[[ Data for this exercise open ]]

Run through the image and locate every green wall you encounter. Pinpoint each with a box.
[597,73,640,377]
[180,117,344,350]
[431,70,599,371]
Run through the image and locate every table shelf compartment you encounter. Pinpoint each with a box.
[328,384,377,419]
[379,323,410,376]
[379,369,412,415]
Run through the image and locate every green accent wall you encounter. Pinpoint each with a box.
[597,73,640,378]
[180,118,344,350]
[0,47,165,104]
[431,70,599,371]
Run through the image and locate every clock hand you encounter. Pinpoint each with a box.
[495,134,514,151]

[[ Data for this exercise closed ]]
[[ Data for this exercise open ]]

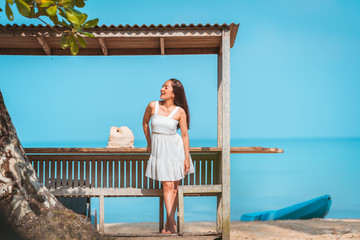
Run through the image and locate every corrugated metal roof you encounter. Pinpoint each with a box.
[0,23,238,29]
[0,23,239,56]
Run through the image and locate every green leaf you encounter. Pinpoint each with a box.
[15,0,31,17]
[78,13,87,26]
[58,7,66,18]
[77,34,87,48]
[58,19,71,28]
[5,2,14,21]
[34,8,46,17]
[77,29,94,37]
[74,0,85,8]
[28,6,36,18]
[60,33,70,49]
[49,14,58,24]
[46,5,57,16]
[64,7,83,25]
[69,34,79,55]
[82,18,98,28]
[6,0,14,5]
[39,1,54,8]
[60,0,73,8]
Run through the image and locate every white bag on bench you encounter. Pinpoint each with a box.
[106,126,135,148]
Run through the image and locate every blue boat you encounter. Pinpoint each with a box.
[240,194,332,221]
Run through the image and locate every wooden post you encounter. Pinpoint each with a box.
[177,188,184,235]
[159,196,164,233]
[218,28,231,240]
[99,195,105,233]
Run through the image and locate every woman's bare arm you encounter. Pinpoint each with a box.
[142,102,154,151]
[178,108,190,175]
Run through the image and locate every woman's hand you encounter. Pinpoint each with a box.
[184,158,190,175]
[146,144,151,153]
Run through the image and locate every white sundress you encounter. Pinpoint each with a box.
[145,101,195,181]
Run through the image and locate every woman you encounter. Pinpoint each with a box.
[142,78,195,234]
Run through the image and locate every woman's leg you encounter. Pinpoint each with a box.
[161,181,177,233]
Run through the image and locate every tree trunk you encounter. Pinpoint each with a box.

[[ Data for this exercise closed ]]

Prompt
All lines above between those holding "Run through the image and locate every white sundress" and "Run through the image and locate every tree", inclusive, must be set down unchanged, and no other line may be included.

Task output
Run through the image and locate every white sundress you encounter. Pinpoint each with a box.
[145,101,195,181]
Run through the image and locate every woman you encounter. Pinpoint each with a box.
[142,78,195,234]
Run through the image and locate every woman's leg you encounter. Pinpoint each with a box.
[161,181,177,233]
Run through the image and locate every tree trunk you encounter. Pinpoint each with a box.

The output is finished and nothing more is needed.